- _EXERCISE DETAILS_
Swap each "innermost point" in the items below for "central point" and write the items out again with nothing else changed. Leave the pictures out.

# DATA TO PROCESS start

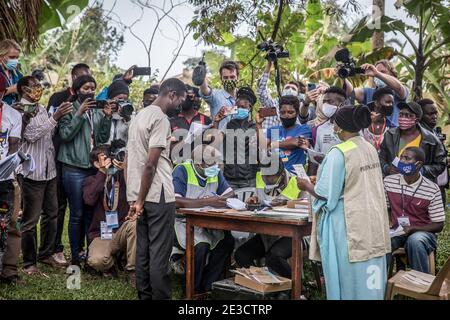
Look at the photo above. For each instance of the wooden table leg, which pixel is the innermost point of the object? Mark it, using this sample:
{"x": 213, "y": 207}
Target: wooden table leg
{"x": 296, "y": 265}
{"x": 189, "y": 260}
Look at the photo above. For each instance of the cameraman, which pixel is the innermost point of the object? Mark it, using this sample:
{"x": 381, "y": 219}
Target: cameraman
{"x": 118, "y": 93}
{"x": 81, "y": 131}
{"x": 292, "y": 88}
{"x": 384, "y": 75}
{"x": 104, "y": 247}
{"x": 218, "y": 98}
{"x": 429, "y": 122}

# DATA TO PROCESS end

- _FULL OUTPUT_
Look at the photo above. For each instance of the wooden table leg, which pixel is the central point of the object? Mark it, using this sample:
{"x": 213, "y": 207}
Target: wooden table leg
{"x": 296, "y": 265}
{"x": 189, "y": 260}
Look at the photo above. For each instance of the cameraman, which pixel is the central point of the object? Mark it, using this sample:
{"x": 381, "y": 219}
Target: cameraman
{"x": 118, "y": 93}
{"x": 81, "y": 131}
{"x": 292, "y": 88}
{"x": 384, "y": 75}
{"x": 104, "y": 247}
{"x": 218, "y": 98}
{"x": 429, "y": 122}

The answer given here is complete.